### OBJECTIF DE L'EXERCICE
Transcrivez à l'identique le passage de l'article sur Mohammed ben Salmane situé entre « Le prince héritier d’Arabie saoudite, qui » et « le président américain. », bornes incluses.

___ TEXTE EXTRAIT

Toute la journée, Mohammed ben Salmane avait erré en solitaire dans les couloirs du centre des congrès de Buenos Aires, ce 30 novembre 2018. Sur la photo de groupe des dirigeants du G20, le prince héritier d’Arabie saoudite rentrait à peine dans le cadre, relégué sur la gauche. Un mois après l’assassinat de l’opposant saoudien Jamal Khashoggi, découpé à la tronçonneuse dans un consulat d’Istanbul, MBS semblait radioactif pour les grands de ce monde. A une exception près.

Dans un immense éclat de rire, au milieu de chefs d’Etat stupéfaits, Vladimir Poutine avait offert à MBS un high five inoubliable et une franche accolade. La Russie se tenait aux côtés du prince héritier, y compris dans un moment de total isolement. Un peu plus de trois ans plus tard, en pleine invasion de l’Ukraine, le président russe se retrouve dans le rôle du dirigeant radioactif, et le prince héritier d’Arabie saoudite prouve qu’il a de la mémoire.

Dès le début de la guerre, les Occidentaux se sont tournés vers l’Arabie saoudite, premier producteur mondial de pétrole, pour qu’elle stoppe la flambée des cours des hydrocarbures en augmentant son offre. Alors que Londres évitait MBS depuis trois ans, Boris Johnson s’est envolé pour Ryad dès le 15 mars afin « d’obtenir des garanties énergétiques » de la part du prince saoudien. Le Premier ministre britannique est reparti les mains vides et la tête basse.  

Joe Biden, qui avait qualifié MBS de « paria » lors de sa campagne présidentielle et  refusait de lui adresser la parole, a tenté plusieurs fois d’avoir le prince héritier au téléphone. D’après la presse américaine les Saoudiens ont refusé de décrocher. « Nous assistons à un moment stupéfiant, presque incroyable, souligne David Ottaway, spécialiste du Golfe au Wilson Center, à Washington. Je couvre les relations entre l’Arabie saoudite et les Etats-Unis depuis des dizaines d’années, jamais je n’avais vu un président américain se voir refuser un échange avec le leader saoudien. Notre relation historique, fondée sur l’échange pétrole contre sécurité, est clairement remise en question. » Depuis son arrivée à la Maison-Blanche, Biden n’a même pas pris la peine de nommer un ambassadeur à Riyad

Le prince héritier d’Arabie saoudite, qui a survécu à sa mise au ban de la communauté internationale, se sait en position de force. Dans une interview accordée au magazine américain The Atlantic début mars, MBS raconte qu’il n’en a « rien à faire » de ce que pense le président américain.

______
___ ITEMS RÉPERTORIÉS

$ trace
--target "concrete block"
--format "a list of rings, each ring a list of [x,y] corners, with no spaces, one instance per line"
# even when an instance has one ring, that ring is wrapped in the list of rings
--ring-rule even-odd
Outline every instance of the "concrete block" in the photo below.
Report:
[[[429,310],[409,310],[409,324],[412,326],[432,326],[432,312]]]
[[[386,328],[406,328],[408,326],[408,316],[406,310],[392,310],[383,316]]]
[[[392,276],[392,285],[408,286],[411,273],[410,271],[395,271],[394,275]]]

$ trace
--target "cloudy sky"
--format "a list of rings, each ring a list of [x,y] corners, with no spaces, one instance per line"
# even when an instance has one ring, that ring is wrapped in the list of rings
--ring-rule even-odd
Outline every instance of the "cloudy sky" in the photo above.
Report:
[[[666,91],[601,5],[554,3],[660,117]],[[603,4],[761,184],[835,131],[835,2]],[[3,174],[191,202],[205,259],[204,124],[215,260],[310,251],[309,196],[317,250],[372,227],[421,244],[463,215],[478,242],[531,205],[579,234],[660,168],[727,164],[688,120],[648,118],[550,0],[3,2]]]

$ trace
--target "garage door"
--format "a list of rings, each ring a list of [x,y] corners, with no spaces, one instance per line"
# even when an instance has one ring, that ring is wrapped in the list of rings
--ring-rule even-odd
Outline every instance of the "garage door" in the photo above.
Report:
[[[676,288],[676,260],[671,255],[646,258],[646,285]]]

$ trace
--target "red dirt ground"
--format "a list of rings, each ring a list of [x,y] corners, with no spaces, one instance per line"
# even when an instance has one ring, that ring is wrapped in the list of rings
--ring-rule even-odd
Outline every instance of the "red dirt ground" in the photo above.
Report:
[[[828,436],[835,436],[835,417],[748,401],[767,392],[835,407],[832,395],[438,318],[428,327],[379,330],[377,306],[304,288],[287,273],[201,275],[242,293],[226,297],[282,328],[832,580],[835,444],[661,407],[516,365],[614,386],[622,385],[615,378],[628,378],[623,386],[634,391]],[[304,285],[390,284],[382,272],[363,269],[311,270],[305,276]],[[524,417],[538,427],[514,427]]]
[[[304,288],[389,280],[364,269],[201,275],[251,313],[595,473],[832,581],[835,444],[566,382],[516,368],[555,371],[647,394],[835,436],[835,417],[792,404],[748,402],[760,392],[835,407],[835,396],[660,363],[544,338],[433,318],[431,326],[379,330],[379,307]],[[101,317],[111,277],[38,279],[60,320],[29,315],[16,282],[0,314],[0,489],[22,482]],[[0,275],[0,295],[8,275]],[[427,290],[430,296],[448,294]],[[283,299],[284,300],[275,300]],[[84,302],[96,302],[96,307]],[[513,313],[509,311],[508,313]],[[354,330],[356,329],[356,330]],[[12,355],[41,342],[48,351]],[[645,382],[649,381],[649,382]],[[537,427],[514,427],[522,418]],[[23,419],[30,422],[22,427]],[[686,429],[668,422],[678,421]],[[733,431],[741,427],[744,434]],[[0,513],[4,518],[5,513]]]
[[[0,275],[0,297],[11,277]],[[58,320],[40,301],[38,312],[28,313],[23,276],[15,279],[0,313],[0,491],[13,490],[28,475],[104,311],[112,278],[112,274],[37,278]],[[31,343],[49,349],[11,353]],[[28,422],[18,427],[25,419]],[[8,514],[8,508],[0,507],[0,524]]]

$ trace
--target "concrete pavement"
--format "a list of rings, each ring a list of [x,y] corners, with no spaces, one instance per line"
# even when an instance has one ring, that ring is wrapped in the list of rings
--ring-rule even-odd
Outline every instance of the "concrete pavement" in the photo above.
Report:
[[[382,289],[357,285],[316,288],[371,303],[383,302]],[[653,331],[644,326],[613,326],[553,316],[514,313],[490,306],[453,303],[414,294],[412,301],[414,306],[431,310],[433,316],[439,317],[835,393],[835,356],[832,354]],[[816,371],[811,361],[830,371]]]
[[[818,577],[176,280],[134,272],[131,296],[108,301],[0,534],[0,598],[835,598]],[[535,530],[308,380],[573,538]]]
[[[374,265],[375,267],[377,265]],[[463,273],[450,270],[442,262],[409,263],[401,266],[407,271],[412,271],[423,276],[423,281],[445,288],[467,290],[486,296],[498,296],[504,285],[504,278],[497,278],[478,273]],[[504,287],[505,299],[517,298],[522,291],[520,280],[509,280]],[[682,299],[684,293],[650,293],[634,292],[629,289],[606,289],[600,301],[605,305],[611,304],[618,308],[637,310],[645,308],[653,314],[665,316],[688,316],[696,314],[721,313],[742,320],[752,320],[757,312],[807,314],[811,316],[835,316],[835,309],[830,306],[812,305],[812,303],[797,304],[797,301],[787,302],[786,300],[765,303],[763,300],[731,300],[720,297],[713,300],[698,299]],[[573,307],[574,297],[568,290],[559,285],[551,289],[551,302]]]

______

### CORRIGÉ PROPOSÉ
Le prince héritier d’Arabie saoudite, qui a survécu à sa mise au ban de la communauté internationale, se sait en position de force. Dans une interview accordée au magazine américain The Atlantic début mars, MBS raconte qu’il n’en a « rien à faire » de ce que pense le président américain.